#### What needs to be done:
Each entry below has to be written out again without any change.

═══ Data for this exercise ═══

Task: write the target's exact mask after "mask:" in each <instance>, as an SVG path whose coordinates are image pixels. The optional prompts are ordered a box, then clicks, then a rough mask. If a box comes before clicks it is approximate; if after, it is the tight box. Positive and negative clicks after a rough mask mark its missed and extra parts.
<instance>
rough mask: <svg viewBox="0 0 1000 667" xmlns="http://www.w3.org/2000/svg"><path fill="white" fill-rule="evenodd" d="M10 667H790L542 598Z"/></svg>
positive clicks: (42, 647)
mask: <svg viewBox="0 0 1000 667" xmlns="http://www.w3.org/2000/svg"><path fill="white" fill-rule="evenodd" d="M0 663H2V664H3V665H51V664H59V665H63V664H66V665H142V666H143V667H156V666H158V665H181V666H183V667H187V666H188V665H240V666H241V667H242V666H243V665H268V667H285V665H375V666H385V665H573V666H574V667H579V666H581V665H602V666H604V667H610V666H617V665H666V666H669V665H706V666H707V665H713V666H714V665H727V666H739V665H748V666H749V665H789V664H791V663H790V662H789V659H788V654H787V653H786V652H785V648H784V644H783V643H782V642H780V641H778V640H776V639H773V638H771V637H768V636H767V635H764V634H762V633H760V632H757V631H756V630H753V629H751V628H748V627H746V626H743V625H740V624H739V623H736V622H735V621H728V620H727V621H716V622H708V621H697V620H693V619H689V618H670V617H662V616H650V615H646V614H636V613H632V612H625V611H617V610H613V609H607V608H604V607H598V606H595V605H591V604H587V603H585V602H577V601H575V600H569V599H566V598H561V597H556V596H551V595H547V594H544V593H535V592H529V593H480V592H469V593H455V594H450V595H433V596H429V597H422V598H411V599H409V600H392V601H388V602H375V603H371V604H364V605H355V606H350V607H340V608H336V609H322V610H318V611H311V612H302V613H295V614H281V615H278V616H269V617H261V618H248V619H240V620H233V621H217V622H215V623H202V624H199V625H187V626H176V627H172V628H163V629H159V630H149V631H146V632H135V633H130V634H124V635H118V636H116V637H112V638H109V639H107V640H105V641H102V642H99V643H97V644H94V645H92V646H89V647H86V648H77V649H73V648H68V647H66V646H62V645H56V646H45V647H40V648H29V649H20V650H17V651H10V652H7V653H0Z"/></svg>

═══

#### Result below:
Task: write the target's exact mask after "mask:" in each <instance>, as an SVG path whose coordinates are image pixels. The optional prompts are ordered a box, then clicks, then a rough mask. If a box comes before clicks it is approximate; if after, it is the tight box. Positive and negative clicks after a rough mask mark its missed and extra parts.
<instance>
rough mask: <svg viewBox="0 0 1000 667" xmlns="http://www.w3.org/2000/svg"><path fill="white" fill-rule="evenodd" d="M10 667H790L542 598Z"/></svg>
positive clicks: (42, 647)
mask: <svg viewBox="0 0 1000 667" xmlns="http://www.w3.org/2000/svg"><path fill="white" fill-rule="evenodd" d="M0 663H2V664H3V665H51V664H59V665H63V664H66V665H142V666H143V667H156V666H158V665H181V666H183V667H187V666H188V665H240V666H241V667H242V666H243V665H268V667H285V665H375V666H385V665H573V666H574V667H579V666H581V665H602V666H604V667H610V666H617V665H666V666H669V665H706V666H707V665H713V666H714V665H727V666H739V665H748V666H749V665H789V664H791V663H790V662H789V659H788V654H787V653H786V652H785V648H784V644H783V643H782V642H780V641H778V640H776V639H773V638H771V637H768V636H767V635H764V634H762V633H760V632H757V631H756V630H753V629H751V628H748V627H746V626H743V625H740V624H739V623H736V622H735V621H728V620H727V621H716V622H708V621H697V620H693V619H689V618H670V617H662V616H650V615H646V614H636V613H632V612H625V611H617V610H613V609H607V608H604V607H598V606H595V605H591V604H587V603H585V602H577V601H575V600H569V599H566V598H561V597H556V596H551V595H547V594H544V593H535V592H529V593H480V592H469V593H455V594H450V595H433V596H429V597H422V598H411V599H409V600H392V601H388V602H375V603H371V604H364V605H355V606H350V607H340V608H336V609H322V610H318V611H311V612H302V613H295V614H281V615H278V616H269V617H261V618H248V619H240V620H233V621H217V622H215V623H202V624H199V625H187V626H176V627H172V628H163V629H159V630H149V631H146V632H135V633H130V634H124V635H118V636H116V637H112V638H109V639H107V640H105V641H102V642H99V643H97V644H94V645H92V646H89V647H86V648H77V649H73V648H68V647H66V646H62V645H56V646H45V647H40V648H29V649H20V650H17V651H10V652H7V653H0Z"/></svg>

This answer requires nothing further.